__EXTRACTED RECORDS__.
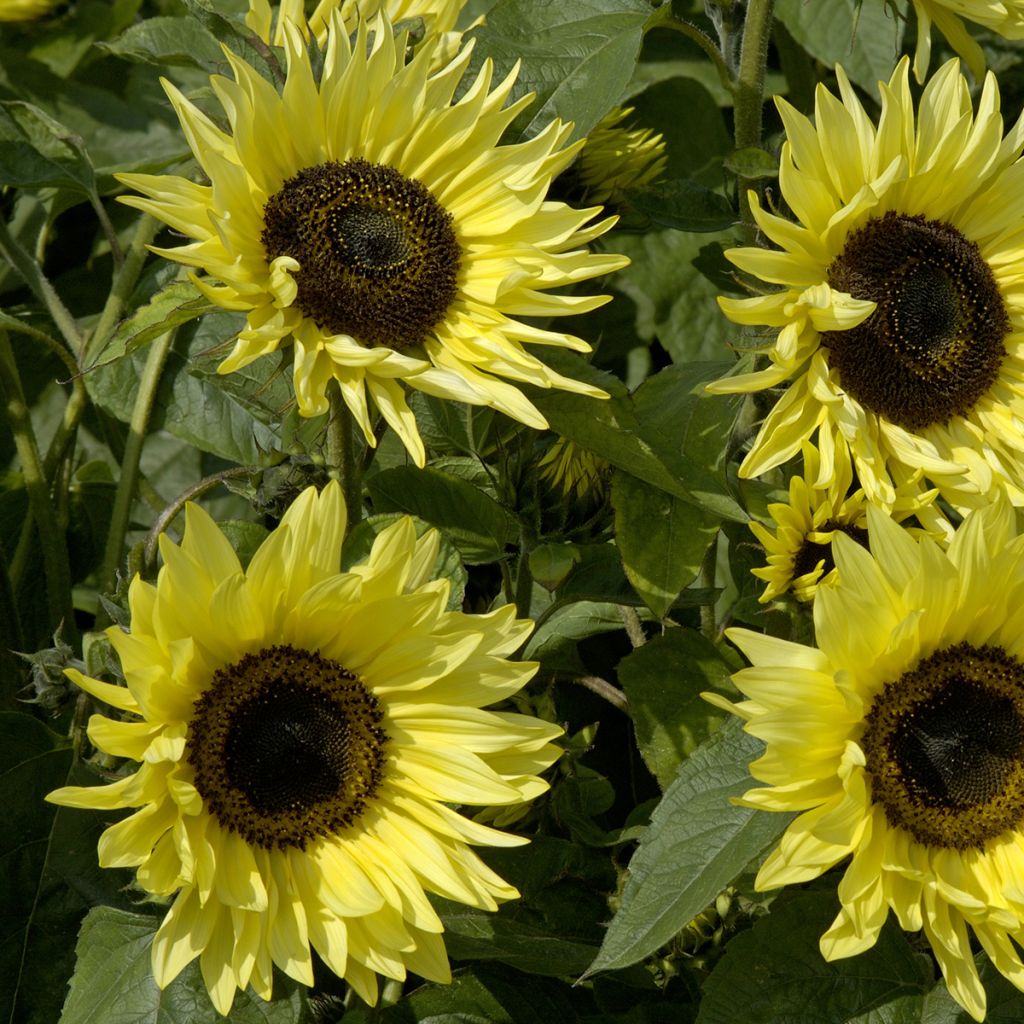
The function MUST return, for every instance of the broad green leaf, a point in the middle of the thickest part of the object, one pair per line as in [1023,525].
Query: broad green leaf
[577,55]
[555,641]
[113,982]
[664,680]
[178,303]
[449,565]
[49,870]
[776,972]
[528,946]
[689,430]
[675,301]
[166,41]
[189,404]
[696,844]
[752,163]
[37,152]
[662,540]
[657,109]
[479,994]
[684,205]
[864,38]
[476,524]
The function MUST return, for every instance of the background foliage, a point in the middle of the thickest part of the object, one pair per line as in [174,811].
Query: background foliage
[639,877]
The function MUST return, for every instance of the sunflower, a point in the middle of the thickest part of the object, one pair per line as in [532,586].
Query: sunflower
[438,16]
[1006,17]
[301,735]
[614,160]
[25,10]
[821,505]
[901,301]
[899,740]
[381,228]
[574,472]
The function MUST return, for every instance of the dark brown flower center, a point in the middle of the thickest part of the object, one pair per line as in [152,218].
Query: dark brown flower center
[378,256]
[286,745]
[934,345]
[944,745]
[811,552]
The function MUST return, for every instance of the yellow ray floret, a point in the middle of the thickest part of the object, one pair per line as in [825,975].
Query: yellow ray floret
[1005,17]
[381,229]
[898,740]
[897,304]
[302,735]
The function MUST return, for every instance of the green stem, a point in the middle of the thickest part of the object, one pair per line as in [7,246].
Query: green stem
[33,275]
[709,568]
[52,542]
[665,18]
[121,290]
[168,513]
[749,101]
[125,496]
[341,462]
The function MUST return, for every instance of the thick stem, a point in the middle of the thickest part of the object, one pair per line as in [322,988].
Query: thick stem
[33,275]
[121,290]
[749,101]
[125,497]
[341,462]
[52,541]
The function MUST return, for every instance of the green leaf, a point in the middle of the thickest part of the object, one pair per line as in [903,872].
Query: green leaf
[113,982]
[684,205]
[864,38]
[577,55]
[448,566]
[689,430]
[776,972]
[188,403]
[675,301]
[662,540]
[664,680]
[752,163]
[696,844]
[528,946]
[476,524]
[48,870]
[166,41]
[37,152]
[177,303]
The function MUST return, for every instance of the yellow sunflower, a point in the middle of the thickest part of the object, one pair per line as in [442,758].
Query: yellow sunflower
[301,736]
[821,505]
[382,229]
[899,740]
[614,160]
[439,16]
[1006,17]
[899,306]
[25,10]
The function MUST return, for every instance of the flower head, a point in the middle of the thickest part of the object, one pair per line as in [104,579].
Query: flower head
[899,741]
[1006,17]
[900,303]
[614,160]
[821,505]
[381,228]
[301,736]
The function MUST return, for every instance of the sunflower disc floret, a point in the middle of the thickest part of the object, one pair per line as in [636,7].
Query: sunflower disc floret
[302,735]
[898,740]
[380,228]
[898,301]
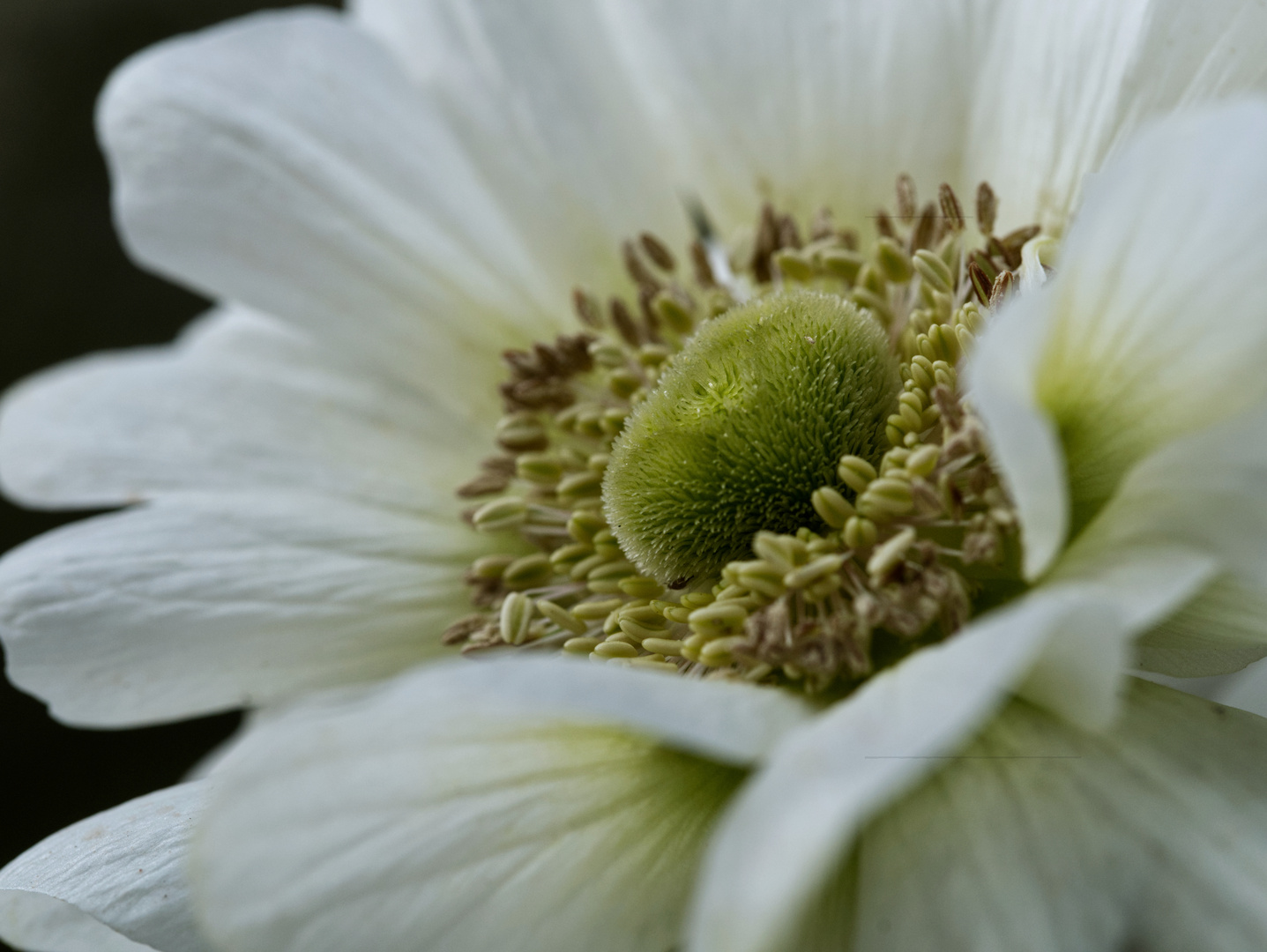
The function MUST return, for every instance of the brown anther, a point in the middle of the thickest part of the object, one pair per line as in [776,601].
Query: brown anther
[587,309]
[522,363]
[980,284]
[623,323]
[536,395]
[637,269]
[548,360]
[924,234]
[767,243]
[988,206]
[884,224]
[906,197]
[658,252]
[573,353]
[789,235]
[1000,289]
[699,261]
[950,208]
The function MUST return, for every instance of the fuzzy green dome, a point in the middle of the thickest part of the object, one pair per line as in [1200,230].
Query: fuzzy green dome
[745,424]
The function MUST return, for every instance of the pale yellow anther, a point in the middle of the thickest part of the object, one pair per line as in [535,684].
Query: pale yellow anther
[539,467]
[672,312]
[831,507]
[855,472]
[640,586]
[783,551]
[861,533]
[583,524]
[934,271]
[528,571]
[814,571]
[562,617]
[616,650]
[585,566]
[521,431]
[622,382]
[597,609]
[719,615]
[579,484]
[718,652]
[501,514]
[638,630]
[672,647]
[516,617]
[841,263]
[763,576]
[887,557]
[892,261]
[650,664]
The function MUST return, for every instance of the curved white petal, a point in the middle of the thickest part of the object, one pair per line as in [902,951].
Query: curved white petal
[113,882]
[1138,345]
[286,161]
[1067,84]
[1041,838]
[1219,632]
[203,603]
[240,403]
[824,104]
[791,826]
[1205,493]
[511,806]
[536,95]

__WORK TO BE COMPLETED__.
Reproduce all of the entries above word for word, omitting the pictures from your copy.

__WRITTEN SOLUTION__.
The function MUST return, for every instance of the broad green leaf, a point in the middle of the thickest part of the object, one pair per line as in [1023,525].
Query: broad green leaf
[577,55]
[555,641]
[113,982]
[664,680]
[178,303]
[449,565]
[49,870]
[776,972]
[528,946]
[689,430]
[675,301]
[166,41]
[189,404]
[696,844]
[752,163]
[37,152]
[662,540]
[657,109]
[479,994]
[684,205]
[864,38]
[476,524]
The function MUST return, for every instance of the background foliage, a point in the middle of the thickest part of the object, one pair per line as in [174,811].
Query: background foliage
[639,877]
The function MUST return, for every instance of the sunflower, a point in the middle of the thickest part of the object, one pair per line as in [532,586].
Query: sunflower
[438,16]
[1006,17]
[301,735]
[614,160]
[25,10]
[821,505]
[901,301]
[899,740]
[381,228]
[574,472]
The function MUST return, for every instance of the dark brown flower center, a point in the middle of the thickest part of the object, one pair per line as in [152,218].
Query: dark brown flower center
[378,256]
[286,745]
[934,345]
[944,745]
[811,552]
The function MUST return, for every instance of the yellow ray floret, a point in the middle of the thickest part of the object, one pair per line as in [825,975].
Query: yellow ray floret
[1005,17]
[381,229]
[898,740]
[897,304]
[302,735]
The function MUST return, for every instance of the green stem, a point in the middle of the thickest part of the object, one pair per line as in [7,246].
Query: green stem
[33,275]
[709,568]
[52,542]
[665,18]
[121,290]
[168,513]
[749,101]
[125,496]
[341,462]
The function MUST return, for every instance of the thick stem, a point in the middle of the thickest part of the object, one pair per line as in [322,988].
Query: thick stem
[33,275]
[121,290]
[749,101]
[125,497]
[341,462]
[52,541]
The function MUST return, for every instance of the green leaf, a point in the middle of the thickest part of the object, one pair per line as in [903,872].
Query: green leaf
[113,982]
[684,205]
[864,38]
[577,55]
[448,566]
[689,430]
[776,972]
[188,403]
[675,301]
[662,540]
[664,680]
[752,163]
[696,844]
[528,946]
[476,524]
[48,870]
[166,41]
[37,152]
[177,303]
The function MUST return, for every instance of the yellow sunflower, a point in the middle of the thickest part of the object, one pair per line as in [442,758].
Query: yellow sunflower
[301,736]
[821,505]
[382,229]
[899,740]
[614,160]
[439,16]
[1006,17]
[899,306]
[25,10]
The function MUST return, for every instance of the flower head, a point in the middle of the thickest part of the object, one pair per line as in [104,579].
Query: flower head
[899,741]
[1006,17]
[900,303]
[614,160]
[821,505]
[381,228]
[301,736]
The function MUST return, for every instance of the sunflower disc floret, a point in the middle of the thickest part of the object, one pair per line as in [636,7].
Query: sunflower disc floret
[302,735]
[898,740]
[380,228]
[898,301]
The function MUST return, for every instance of the brown anther, a point in the middle of the thickest part of the object, one pair per line as in [776,601].
Query: brown anther
[587,309]
[522,363]
[980,284]
[623,323]
[536,395]
[637,269]
[548,360]
[924,234]
[767,243]
[988,206]
[884,224]
[906,197]
[658,252]
[573,353]
[789,235]
[1000,289]
[699,261]
[950,208]
The function MUST return, for every instance of the fuzzy green dome, a point in the middle of the thickest part of the object, one pair per line as in [1200,230].
Query: fuzzy green dome
[745,424]
The function MUST return, for every instance of the pale yellow anther, a point in the middle of the thickest part of the object, one pair per line as in [535,684].
Query: pale yellow anther
[539,467]
[672,312]
[831,507]
[855,472]
[640,586]
[783,551]
[861,533]
[583,524]
[934,271]
[528,571]
[814,571]
[562,617]
[616,650]
[585,566]
[521,431]
[622,382]
[597,609]
[719,615]
[579,484]
[718,652]
[501,514]
[638,630]
[672,647]
[516,617]
[841,263]
[763,576]
[887,557]
[892,261]
[650,664]
The function MUST return, for every instance of the curved white petal, a point in the middle of the thickest part of the object, one pair per line as in [902,951].
Query: curved white petal
[113,882]
[1138,345]
[286,161]
[1067,84]
[1041,838]
[1219,632]
[203,603]
[240,403]
[824,104]
[791,826]
[1205,493]
[511,806]
[536,95]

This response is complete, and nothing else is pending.